OBJETIVO DE LA TAREA:
Continúa el pasaje de más abajo sobre el símbolo de la cruz a partir de su última oración.

PASAJE EXTRAÍDO:
Una vez que queda claro que no es la cruz la que salva, sino la vida de aquel que yace sobre ella, la vida que precedió a esa muerte, es decir, la práctica de humanidad de Jesús de Nazaret dominada por el amor, y la vida que siguió a esa muerte, es decir, la resurrección, la victoria del amor sobre la muerte, entonces también puede abrirse el espacio para una meditación sobre el símbolo de la cruz.

 

La primera lectura (Nm 21,4-9) muestra que la imagen de bronce de la serpiente, es decir, de lo que muerde y da la muerte, levantada por Moisés y contemplada por los hijos de Israel, da vida y curación (cf. Nm 21,8-9). Mirar de frente nuestro mal, lo que nos envenena, el monstruo interior que nos habita (las serpientes de Nm 21,6 y 8 se llaman «serpientes ardientes» y en Is 30,6 aparecen como «dragones voladores»), es una operación dolorosa, pero que forma parte del camino espiritual de transformación del sufrimiento mortal en sufrimiento vital.

 

En la página evangélica (Jn 3,13-17), Juan establece una relación de continuidad entre la elevación de la serpiente en el desierto por obra de Moisés y la elevación de Jesús en la cruz.


 

En el pasaje de Números llama la atención la similitud entre lo que perece y lo que salva.

 

Pero también el crucificado se parece en todo a un pecador, es el pecado personificado (cf. 2 Cor 5,21): ver al crucificado elevado y creer en él significa ver a alguien parecido a los pecadores, pero también al Dios que asume y lleva el pecado del mundo; significa despertar a la conciencia de ser pecadores y a la confesión de fe en Aquel que vino no para condenar, sino para salvar (cf. Jn 3,17).

 

En realidad, lo que es verdaderamente común a los dos episodios es su valor salvífico en la voluntad de Dios, que se expresa en el primer texto con la elevación de la serpiente de bronce, y en el segundo, con la elevación de Cristo en la cruz y en la gloria.

 

El «hay que» de la elevación del Hijo del hombre (Jn 3,14), expresa la necesidad divina de este acto salvífico.

 

Pero si en Números se trataba de levantar la vista para ver el mal que uno había cometido y que se había vuelto contra él, para hacer la verdad y recuperar la vida, ahora se trata de creer y adherirse a aquel que es levantado y que sitúa al hombre en la postura correcta en el mundo y ante Dios: la postura del arrepentimiento.

 

Zacarías había predicho el lamento, el llanto y el arrepentimiento ante la muerte del justo: «Mirarán hacia mí, a quien traspasaron, y llorarán por él, se golpearán el pecho» (Zc 12,10). Arrepentimiento suscitado por la visión del don de amor de Dios, por la visión de la gratuidad de Dios, de su don y de su amor. No principalmente por la visión del propio pecado. Ahora, ante el Señor, nuestros pecados pesan como cenizas.

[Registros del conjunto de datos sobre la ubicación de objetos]

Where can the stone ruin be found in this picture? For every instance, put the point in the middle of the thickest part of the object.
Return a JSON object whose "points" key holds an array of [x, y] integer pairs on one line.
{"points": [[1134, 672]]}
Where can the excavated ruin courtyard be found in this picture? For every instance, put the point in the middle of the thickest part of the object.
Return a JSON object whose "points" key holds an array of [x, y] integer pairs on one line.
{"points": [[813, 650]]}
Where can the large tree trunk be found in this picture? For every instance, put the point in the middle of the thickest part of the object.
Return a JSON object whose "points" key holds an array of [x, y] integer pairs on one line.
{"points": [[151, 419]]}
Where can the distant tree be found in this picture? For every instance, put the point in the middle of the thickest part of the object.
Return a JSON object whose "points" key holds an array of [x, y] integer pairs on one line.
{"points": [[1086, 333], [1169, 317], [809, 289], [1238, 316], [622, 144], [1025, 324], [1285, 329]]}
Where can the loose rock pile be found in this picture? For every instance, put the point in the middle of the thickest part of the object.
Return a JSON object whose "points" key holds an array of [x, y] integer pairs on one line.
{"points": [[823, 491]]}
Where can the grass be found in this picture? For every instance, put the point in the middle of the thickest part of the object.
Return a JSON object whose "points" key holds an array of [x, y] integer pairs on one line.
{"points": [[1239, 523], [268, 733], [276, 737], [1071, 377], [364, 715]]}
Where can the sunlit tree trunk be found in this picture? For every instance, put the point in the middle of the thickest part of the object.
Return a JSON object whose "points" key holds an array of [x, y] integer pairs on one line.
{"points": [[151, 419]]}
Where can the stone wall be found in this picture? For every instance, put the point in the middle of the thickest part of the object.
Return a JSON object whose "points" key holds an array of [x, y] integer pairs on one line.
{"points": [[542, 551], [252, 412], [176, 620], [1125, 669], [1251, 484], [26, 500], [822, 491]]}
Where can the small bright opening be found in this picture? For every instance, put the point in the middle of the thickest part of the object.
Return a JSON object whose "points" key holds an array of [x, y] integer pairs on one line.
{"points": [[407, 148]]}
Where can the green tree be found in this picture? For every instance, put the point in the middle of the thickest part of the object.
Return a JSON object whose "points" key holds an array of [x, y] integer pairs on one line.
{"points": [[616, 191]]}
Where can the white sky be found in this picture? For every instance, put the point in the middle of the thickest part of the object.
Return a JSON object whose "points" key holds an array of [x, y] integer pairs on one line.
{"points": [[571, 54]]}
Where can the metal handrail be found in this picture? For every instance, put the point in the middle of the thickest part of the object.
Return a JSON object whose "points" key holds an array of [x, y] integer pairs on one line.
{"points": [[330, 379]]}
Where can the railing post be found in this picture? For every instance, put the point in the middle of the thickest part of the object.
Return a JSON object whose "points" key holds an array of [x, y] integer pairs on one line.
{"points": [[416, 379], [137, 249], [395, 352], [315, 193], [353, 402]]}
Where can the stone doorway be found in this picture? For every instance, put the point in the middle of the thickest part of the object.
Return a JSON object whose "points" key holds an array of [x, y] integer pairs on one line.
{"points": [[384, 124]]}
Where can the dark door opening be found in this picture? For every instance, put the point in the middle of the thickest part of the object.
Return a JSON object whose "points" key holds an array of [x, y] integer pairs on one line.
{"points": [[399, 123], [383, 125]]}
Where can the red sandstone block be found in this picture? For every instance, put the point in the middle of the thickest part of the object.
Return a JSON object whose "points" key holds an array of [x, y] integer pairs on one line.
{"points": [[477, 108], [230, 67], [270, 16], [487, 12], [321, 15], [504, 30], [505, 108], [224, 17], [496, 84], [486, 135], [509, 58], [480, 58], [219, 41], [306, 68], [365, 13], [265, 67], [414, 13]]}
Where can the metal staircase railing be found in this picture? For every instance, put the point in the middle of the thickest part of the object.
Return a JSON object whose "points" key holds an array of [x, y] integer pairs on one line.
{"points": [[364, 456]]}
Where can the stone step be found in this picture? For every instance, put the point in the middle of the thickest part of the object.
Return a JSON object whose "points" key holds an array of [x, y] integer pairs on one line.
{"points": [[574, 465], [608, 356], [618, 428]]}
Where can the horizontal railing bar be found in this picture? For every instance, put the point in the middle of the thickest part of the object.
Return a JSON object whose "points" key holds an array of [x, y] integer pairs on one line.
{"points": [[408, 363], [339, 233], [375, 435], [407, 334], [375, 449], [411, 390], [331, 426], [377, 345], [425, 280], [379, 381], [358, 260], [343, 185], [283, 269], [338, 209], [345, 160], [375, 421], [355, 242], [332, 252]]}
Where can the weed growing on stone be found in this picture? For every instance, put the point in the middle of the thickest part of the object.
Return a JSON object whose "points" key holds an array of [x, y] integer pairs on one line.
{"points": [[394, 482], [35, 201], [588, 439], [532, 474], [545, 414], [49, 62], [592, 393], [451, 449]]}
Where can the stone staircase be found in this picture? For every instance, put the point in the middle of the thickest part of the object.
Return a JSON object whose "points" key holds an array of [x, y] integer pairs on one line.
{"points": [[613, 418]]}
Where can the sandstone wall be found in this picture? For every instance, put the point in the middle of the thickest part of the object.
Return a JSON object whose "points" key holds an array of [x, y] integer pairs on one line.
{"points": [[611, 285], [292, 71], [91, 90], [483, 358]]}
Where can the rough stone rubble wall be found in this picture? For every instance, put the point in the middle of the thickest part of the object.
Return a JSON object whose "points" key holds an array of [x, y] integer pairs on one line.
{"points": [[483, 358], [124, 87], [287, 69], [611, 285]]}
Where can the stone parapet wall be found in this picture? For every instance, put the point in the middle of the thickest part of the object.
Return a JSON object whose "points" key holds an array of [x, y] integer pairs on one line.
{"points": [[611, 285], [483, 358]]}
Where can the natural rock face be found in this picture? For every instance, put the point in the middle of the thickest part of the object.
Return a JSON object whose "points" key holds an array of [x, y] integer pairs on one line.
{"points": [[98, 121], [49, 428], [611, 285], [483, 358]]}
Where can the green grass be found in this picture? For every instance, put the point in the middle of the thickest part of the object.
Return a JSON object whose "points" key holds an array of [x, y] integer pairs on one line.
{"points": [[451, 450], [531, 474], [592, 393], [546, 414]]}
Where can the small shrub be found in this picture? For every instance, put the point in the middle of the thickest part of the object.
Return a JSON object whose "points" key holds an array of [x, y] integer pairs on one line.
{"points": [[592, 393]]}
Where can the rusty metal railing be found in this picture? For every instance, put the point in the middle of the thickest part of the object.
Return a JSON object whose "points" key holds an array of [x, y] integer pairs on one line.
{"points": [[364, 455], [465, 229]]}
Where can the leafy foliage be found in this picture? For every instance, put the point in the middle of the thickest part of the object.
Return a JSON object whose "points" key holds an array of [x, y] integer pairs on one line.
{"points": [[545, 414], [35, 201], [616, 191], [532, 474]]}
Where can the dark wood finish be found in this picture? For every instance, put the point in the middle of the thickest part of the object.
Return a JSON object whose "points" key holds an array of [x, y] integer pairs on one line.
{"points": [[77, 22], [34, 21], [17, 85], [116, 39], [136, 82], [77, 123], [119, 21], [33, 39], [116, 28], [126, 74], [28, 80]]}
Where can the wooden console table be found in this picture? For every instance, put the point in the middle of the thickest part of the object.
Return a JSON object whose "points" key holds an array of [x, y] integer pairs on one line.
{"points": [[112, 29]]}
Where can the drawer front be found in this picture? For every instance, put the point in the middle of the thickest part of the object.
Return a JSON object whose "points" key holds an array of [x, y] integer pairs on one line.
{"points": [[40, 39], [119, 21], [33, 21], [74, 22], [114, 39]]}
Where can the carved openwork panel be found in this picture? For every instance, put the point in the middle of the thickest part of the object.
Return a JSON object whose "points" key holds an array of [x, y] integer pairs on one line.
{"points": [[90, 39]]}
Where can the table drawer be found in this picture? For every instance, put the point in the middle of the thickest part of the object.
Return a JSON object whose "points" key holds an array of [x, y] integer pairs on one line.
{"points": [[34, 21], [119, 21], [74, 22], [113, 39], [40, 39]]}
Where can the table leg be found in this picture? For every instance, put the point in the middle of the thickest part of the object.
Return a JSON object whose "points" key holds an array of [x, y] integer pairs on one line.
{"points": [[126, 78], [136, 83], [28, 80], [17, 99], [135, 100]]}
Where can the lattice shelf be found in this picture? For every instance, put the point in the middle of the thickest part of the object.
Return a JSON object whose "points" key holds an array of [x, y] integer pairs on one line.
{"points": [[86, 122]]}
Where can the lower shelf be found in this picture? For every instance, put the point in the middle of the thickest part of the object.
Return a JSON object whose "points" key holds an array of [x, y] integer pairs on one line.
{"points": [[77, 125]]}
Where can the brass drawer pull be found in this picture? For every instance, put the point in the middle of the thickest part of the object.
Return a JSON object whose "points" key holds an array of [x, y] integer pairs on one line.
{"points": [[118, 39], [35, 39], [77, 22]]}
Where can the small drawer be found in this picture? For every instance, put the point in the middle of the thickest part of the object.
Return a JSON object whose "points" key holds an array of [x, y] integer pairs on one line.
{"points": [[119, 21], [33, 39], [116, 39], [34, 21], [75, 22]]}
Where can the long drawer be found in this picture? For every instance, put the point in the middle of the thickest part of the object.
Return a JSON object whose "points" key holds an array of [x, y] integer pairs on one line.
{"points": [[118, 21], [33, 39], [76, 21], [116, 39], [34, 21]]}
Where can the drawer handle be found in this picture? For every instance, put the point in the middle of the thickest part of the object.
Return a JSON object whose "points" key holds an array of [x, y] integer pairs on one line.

RESULTADO DEL EJERCICIO:
 

La especificación paulina contenida en la segunda lectura (Fil 2,6-11), según la cual la muerte de Jesús fue una «muerte en la cruz» (Fil 2,8), subraya su aspecto de escándalo.

 

Este es «el escándalo de la cruz» (Gál 5,11). La muerte en la cruz del Mesías lo proclama maldito por Dios (cf. Gál 3,13; Dt 21,23), excomulgado de su grupo religioso, expulsado de la sociedad civil. Cruz significa infamia, deshonra, ignominia.

 

Decir muerte en la cruz significa, por tanto, también decir travesía de los infiernos, alcanzar el punto más bajo en la escala de valores humanos y religiosos. Es precisamente este descenso a los abismos de lo inhumano y de la perdición, simbolizado por la cruz, lo que evoca mejor el carácter universal de la salvación de Dios.

 

La cruz, de símbolo desafortunado y trágico, se convierte en apertura a la esperanza más ilimitada: el cielo no habita solo en la tierra, sino también en los infiernos.


 

Esta es la cruz a la que el cristiano puede dirigirse cantando: Ave crux, spes unica! Pero, concretamente, ¿cómo puede ser saludada como spes unica la cruz que es lugar de abandono, de renuncia a toda esperanza humana? ¿Cómo puede ser proclamada bienaventurada la cruz que es instrumento de muerte que el hombre da al hombre y signo de vergüenza e infamia?

 

Es posible para el «hombre de corazón profundo», como dice el Salmo («vendrá un hombre de corazón profundo y Dios será exaltado»: Sal 64[63],7-8LXX ); es posible para aquel que, al escuchar las Escrituras, llega a saber que el Evangelio es «palabra de la cruz» (1 Cor 1,18) y entonces sabe discernir la verdadera sabiduría en la locura de la cruz, sabe reconocer la alegría más íntima y duradera en la paradoja de las bienaventuranzas.

 

La cruz es bienaventuranza cuando se ve, con los ojos del corazón, como misterio de la infinita compasión de Dios; la cruz es bienaventuranza para el hombre interior, para nuestra «vida escondida con Cristo en Dios» (Col 3,3).

 

Es una bienaventuranza secreta, una alegría que el hombre guarda envolviéndola en silencio, es una plenitud protegida por el silencio interior: es la alegría de renunciar a imponer la propia voluntad, conociendo así el paso de la esclavitud a los ídolos a la libertad.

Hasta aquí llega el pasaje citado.